═══ Data in this exercise ═══
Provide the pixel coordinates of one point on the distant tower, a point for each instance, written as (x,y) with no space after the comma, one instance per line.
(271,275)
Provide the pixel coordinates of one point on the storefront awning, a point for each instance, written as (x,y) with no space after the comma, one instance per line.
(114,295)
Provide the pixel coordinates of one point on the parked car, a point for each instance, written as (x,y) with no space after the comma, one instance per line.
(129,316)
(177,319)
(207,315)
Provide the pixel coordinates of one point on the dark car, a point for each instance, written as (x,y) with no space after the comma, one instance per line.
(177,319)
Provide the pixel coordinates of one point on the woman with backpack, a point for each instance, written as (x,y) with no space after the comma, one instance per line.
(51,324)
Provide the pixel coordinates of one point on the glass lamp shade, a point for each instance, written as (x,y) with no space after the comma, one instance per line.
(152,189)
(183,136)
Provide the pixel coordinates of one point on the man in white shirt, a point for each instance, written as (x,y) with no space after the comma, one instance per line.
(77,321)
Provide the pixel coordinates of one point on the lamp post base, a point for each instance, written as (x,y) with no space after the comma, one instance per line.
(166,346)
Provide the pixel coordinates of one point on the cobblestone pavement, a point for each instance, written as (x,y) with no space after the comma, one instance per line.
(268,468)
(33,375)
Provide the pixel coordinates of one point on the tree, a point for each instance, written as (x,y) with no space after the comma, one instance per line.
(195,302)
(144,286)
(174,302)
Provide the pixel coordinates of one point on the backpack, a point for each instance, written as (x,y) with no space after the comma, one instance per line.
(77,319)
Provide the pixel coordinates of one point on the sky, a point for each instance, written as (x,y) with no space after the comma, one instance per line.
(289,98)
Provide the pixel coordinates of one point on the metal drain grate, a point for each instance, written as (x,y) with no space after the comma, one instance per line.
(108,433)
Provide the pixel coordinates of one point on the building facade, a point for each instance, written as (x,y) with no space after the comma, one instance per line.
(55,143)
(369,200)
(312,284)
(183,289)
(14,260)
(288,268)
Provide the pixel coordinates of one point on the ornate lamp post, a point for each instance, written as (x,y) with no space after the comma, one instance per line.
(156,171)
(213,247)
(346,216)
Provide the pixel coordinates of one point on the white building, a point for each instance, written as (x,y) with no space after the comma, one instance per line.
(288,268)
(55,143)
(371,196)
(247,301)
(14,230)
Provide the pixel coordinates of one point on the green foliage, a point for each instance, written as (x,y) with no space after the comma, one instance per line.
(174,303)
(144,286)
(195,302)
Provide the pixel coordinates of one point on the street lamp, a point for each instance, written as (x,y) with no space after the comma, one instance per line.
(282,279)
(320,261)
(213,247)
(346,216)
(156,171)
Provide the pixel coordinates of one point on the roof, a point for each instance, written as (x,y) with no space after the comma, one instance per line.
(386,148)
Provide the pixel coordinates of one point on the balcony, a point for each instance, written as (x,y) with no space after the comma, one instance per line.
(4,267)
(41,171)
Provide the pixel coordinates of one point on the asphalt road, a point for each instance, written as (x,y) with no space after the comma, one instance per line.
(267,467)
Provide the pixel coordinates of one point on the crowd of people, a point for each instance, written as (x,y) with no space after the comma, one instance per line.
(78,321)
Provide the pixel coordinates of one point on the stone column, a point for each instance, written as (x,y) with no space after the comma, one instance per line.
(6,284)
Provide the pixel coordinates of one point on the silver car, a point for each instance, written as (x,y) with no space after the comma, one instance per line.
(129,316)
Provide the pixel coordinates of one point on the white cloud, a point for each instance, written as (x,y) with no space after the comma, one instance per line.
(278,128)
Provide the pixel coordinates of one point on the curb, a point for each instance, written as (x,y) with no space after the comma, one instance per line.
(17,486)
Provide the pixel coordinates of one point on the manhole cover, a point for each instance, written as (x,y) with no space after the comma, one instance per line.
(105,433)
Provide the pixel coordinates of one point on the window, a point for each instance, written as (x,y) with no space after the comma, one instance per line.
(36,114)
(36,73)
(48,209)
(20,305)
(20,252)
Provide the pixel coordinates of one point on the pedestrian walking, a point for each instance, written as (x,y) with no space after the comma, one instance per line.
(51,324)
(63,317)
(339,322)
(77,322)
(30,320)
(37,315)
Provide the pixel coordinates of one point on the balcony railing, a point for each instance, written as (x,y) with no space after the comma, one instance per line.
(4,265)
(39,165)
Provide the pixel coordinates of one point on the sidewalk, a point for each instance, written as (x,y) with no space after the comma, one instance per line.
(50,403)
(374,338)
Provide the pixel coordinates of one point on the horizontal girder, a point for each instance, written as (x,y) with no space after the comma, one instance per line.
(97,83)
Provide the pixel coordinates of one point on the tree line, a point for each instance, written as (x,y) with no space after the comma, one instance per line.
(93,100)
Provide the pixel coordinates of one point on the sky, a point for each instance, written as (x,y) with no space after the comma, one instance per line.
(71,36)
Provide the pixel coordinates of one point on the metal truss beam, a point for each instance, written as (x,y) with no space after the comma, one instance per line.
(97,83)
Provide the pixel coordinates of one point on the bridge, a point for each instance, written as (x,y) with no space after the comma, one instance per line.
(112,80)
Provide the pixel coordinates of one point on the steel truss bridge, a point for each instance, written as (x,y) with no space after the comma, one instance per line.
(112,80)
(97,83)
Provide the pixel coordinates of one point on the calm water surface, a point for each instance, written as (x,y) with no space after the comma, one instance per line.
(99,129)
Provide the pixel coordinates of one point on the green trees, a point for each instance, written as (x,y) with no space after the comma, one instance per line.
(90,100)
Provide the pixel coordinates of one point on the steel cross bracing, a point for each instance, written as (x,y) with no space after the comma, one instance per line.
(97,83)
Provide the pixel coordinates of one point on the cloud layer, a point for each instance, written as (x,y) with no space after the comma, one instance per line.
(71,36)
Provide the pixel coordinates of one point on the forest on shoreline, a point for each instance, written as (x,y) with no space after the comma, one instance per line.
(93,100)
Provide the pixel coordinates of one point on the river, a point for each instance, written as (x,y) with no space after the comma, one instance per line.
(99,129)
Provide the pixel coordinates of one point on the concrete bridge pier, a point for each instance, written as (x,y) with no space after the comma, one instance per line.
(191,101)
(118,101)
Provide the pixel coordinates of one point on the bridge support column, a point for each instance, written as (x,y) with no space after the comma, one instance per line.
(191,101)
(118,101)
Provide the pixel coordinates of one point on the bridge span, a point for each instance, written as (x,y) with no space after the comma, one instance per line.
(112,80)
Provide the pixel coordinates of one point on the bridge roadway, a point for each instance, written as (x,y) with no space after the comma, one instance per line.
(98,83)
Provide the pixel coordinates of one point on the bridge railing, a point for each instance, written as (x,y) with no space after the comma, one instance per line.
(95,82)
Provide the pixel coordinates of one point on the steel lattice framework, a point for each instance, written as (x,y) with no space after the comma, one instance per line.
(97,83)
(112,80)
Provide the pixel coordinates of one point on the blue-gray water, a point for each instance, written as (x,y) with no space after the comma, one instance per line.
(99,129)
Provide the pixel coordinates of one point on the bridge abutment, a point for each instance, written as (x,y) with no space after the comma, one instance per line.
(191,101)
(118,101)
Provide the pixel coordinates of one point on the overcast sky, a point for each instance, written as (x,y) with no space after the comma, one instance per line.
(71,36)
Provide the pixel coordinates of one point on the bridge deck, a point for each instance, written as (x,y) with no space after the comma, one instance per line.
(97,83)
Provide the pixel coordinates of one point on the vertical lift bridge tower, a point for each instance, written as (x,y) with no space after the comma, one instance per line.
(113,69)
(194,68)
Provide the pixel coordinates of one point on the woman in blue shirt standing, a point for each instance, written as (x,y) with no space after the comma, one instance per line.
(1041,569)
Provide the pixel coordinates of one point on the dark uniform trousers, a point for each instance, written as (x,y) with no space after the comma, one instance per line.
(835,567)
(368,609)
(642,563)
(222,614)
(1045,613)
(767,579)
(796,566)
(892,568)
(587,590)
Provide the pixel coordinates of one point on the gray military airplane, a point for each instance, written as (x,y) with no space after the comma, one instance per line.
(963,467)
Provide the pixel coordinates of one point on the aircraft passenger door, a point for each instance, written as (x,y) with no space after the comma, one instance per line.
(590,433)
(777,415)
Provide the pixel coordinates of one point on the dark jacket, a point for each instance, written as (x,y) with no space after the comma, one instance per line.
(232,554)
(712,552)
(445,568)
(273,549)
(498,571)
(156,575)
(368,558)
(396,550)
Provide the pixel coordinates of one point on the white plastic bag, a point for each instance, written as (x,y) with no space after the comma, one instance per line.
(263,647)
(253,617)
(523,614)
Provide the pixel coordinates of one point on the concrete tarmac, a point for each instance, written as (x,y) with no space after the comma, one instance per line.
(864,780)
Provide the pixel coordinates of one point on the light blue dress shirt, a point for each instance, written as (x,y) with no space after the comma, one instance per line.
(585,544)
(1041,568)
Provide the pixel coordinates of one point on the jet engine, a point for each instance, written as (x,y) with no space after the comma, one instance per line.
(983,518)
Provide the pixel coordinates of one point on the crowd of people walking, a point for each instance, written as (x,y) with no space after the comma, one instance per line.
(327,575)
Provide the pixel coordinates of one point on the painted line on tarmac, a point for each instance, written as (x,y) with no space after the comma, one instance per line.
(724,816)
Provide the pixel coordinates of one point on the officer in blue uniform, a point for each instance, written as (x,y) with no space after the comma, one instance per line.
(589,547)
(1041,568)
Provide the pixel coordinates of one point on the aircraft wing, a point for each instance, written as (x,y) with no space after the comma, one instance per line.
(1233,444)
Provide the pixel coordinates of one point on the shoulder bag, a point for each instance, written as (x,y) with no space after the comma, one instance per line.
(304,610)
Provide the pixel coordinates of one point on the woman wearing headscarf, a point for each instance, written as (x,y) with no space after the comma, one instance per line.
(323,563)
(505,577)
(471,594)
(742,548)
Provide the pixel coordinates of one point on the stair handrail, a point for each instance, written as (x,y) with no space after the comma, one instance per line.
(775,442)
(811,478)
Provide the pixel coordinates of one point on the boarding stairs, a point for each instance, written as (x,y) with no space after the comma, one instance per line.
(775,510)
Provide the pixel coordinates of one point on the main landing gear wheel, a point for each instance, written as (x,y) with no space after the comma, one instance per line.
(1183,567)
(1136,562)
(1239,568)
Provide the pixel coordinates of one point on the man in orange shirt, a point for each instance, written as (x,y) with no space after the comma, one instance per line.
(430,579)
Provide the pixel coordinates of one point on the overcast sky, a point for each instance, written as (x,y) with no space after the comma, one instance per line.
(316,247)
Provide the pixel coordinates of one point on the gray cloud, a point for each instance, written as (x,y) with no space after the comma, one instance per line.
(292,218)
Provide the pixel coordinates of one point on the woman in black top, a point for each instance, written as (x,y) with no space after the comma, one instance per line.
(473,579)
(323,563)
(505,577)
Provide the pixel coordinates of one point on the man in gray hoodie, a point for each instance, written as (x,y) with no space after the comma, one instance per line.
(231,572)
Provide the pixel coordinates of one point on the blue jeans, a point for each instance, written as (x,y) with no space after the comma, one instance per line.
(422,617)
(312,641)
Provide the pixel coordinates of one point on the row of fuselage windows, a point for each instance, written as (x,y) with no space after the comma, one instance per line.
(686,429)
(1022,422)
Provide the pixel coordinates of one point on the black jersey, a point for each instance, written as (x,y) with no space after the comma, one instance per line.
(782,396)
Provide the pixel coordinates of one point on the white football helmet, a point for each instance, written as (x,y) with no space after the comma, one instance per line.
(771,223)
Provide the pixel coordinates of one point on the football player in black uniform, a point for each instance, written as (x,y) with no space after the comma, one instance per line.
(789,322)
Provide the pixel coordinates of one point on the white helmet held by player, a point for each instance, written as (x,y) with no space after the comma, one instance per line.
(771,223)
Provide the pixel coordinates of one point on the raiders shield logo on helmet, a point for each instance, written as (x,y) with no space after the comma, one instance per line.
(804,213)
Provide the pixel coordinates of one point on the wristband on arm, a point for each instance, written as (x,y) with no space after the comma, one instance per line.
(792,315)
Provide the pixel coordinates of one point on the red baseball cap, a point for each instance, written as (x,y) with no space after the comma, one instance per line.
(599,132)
═══
Begin at the line that contains "Provide the pixel coordinates of one point on the red" and continue through the end of the data. Reproduce every line in that range, requests included, and shift each x and y coordinate in the answers up by 148.

> [Answer to the problem]:
Provide the pixel coordinates of one point on the red baseball cap, a point for each instance, written as (x,y) with no space after the comma, one instance per line.
(747,280)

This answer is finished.